### ABOUT THIS TASK:
When the word "fence" shows up in a line of the data below, copy that whole line.

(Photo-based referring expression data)
━━━━━━━━━━━━━━━━

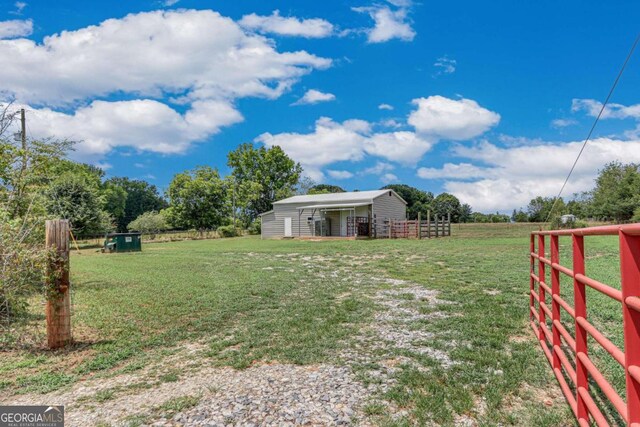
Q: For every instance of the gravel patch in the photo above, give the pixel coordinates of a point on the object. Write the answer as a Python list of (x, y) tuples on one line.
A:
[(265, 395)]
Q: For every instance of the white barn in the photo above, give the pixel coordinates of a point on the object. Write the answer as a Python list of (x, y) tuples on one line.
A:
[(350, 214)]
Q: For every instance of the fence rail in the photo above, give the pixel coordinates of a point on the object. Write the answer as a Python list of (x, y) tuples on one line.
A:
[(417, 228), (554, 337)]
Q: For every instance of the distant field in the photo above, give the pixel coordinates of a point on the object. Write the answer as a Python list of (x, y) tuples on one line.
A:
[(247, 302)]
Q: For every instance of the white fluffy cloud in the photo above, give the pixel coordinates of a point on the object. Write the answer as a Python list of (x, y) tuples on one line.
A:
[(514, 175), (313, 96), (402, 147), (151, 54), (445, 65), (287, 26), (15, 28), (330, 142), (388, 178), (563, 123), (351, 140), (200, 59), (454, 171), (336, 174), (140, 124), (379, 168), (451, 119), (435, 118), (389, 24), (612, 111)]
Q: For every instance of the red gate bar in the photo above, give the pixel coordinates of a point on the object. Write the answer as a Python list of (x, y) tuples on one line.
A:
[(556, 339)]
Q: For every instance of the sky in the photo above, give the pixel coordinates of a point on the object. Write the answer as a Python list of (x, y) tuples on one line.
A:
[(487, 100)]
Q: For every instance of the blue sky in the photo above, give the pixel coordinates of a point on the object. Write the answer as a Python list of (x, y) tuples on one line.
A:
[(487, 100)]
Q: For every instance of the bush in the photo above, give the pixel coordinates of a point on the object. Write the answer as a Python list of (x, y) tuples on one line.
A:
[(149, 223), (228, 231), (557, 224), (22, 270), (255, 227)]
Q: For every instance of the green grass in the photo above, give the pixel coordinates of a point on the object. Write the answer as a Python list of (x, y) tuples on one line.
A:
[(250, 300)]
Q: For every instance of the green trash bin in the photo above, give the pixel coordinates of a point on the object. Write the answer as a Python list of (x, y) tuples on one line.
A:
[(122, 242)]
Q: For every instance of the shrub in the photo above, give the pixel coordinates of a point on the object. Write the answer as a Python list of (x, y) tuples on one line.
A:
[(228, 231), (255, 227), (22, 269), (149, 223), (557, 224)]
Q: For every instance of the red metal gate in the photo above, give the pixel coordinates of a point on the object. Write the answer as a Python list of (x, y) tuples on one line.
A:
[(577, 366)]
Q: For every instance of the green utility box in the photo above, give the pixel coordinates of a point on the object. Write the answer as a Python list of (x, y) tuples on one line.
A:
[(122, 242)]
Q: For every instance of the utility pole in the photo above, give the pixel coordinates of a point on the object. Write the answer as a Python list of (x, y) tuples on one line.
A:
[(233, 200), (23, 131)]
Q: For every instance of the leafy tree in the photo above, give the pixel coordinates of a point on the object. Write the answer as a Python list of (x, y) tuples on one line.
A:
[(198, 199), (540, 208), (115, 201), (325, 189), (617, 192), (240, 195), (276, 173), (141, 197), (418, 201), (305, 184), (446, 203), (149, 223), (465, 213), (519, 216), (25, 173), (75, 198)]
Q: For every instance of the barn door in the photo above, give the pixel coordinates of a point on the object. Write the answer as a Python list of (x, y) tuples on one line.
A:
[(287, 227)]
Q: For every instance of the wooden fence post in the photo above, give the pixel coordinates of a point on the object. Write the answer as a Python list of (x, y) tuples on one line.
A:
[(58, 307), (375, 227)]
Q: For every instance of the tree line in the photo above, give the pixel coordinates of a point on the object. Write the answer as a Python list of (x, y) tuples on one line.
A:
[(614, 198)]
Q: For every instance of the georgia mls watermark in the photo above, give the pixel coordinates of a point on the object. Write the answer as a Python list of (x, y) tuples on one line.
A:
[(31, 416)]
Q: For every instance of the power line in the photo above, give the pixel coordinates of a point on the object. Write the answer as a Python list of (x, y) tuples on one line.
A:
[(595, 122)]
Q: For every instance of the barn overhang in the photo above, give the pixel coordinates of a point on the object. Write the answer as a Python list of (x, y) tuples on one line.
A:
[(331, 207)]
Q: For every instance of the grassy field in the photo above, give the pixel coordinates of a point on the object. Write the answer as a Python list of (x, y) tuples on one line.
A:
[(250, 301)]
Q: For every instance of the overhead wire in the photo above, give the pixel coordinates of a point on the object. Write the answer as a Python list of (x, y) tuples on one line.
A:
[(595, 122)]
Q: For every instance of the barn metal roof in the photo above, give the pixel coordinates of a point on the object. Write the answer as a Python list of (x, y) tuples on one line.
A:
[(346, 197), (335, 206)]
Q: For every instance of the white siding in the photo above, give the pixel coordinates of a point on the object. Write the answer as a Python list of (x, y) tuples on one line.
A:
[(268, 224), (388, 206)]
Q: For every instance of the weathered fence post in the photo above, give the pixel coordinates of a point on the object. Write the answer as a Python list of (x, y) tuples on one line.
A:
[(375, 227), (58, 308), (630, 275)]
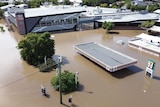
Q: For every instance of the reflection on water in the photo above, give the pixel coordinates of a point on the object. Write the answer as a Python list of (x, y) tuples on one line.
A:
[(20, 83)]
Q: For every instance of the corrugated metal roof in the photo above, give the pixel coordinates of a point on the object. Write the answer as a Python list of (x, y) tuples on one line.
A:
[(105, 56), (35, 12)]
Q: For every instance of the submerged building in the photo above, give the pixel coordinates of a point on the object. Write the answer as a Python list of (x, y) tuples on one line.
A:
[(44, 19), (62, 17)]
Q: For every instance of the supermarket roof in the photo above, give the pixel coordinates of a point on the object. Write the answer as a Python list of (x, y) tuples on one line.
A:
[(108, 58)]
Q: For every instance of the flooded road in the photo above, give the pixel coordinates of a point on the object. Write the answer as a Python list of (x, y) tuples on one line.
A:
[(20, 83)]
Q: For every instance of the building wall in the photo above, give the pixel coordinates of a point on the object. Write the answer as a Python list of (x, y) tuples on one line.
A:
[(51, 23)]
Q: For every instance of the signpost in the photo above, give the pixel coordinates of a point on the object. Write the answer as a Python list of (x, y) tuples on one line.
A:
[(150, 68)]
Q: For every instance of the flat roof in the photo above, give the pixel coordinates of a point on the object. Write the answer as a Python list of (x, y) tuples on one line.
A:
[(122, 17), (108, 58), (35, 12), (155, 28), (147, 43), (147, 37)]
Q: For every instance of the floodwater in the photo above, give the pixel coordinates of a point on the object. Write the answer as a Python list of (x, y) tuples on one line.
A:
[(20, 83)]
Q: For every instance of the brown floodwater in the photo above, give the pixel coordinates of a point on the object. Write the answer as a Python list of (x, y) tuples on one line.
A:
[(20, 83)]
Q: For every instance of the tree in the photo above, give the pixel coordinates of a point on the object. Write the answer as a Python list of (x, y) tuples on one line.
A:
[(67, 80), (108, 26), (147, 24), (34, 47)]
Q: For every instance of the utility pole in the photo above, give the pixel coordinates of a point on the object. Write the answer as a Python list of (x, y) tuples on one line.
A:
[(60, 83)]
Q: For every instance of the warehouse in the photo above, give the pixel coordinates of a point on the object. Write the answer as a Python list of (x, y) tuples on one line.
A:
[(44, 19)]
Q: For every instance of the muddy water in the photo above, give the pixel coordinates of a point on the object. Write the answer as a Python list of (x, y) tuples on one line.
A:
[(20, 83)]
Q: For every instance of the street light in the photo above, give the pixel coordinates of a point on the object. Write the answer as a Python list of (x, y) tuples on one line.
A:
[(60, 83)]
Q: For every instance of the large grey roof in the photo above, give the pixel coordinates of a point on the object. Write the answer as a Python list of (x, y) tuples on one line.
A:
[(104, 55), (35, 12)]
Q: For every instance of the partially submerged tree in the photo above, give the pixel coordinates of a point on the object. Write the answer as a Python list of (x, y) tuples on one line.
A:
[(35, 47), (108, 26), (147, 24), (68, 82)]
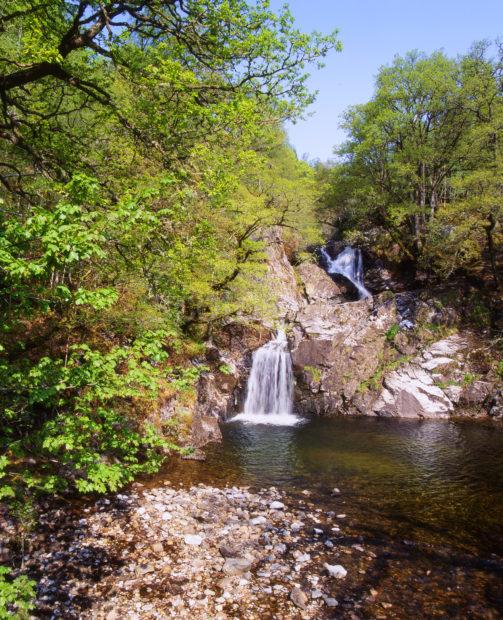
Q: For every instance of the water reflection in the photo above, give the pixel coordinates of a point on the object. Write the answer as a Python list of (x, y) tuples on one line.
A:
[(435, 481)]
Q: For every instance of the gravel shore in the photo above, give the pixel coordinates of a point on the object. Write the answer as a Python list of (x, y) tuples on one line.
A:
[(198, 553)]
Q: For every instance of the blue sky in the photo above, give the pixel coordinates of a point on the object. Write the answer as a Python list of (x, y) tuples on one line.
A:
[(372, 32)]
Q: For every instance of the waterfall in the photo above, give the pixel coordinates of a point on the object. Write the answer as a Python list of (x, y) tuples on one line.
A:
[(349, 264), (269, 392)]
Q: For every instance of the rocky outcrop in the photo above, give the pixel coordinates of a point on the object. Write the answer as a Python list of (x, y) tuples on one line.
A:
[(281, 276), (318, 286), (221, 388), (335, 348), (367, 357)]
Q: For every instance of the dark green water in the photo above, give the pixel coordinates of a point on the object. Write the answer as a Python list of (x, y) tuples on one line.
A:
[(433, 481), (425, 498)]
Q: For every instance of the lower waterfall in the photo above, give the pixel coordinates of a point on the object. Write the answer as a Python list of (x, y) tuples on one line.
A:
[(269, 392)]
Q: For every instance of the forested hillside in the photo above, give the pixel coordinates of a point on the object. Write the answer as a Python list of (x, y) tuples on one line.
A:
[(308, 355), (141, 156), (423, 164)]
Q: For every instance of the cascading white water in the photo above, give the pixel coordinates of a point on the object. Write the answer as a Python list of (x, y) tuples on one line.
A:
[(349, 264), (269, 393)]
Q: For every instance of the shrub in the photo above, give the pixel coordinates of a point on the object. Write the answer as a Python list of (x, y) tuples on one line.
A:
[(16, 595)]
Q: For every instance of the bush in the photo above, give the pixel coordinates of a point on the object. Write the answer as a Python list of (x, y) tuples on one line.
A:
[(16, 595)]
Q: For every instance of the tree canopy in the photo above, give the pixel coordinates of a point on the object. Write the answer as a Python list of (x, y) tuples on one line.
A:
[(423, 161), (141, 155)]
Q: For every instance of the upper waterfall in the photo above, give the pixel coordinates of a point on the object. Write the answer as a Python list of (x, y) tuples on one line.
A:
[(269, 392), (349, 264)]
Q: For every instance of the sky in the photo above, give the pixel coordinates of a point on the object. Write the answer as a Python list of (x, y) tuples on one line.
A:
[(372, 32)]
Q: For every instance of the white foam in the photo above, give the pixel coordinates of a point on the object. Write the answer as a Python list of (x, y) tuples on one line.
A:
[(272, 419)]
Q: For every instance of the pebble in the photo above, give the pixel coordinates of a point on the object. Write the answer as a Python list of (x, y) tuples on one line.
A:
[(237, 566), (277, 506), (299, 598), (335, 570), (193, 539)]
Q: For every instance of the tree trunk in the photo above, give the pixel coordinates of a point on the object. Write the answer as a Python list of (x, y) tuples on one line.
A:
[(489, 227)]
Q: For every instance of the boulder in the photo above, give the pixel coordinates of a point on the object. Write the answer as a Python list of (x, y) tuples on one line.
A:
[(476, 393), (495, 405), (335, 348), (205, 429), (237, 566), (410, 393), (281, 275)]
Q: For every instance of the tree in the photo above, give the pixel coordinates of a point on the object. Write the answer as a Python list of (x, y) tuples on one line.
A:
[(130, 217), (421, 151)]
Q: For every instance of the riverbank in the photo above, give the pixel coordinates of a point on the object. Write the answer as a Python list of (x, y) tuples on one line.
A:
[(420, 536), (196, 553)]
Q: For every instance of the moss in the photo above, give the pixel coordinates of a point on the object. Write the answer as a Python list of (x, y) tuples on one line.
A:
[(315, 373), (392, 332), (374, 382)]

━━━━━━━━━━━━━━━━

### EXERCISE RESPONSE:
Q: For every instance of the fence rail in the photo above, give the pixel coordinates of a point on the object. Write the answer as a Python list of (x, y) tuples on one line.
Q: For every instance of the wooden fence post in the photo above, give the pixel coordinates of a point on the object. Write the answer as a Python list of (x, y) tuples on one line.
Q: For every instance of the weathered fence post in the photo above, give the pixel coordinates of a point on the object. Write the answer as a Python list of (x, y) tuples on one line.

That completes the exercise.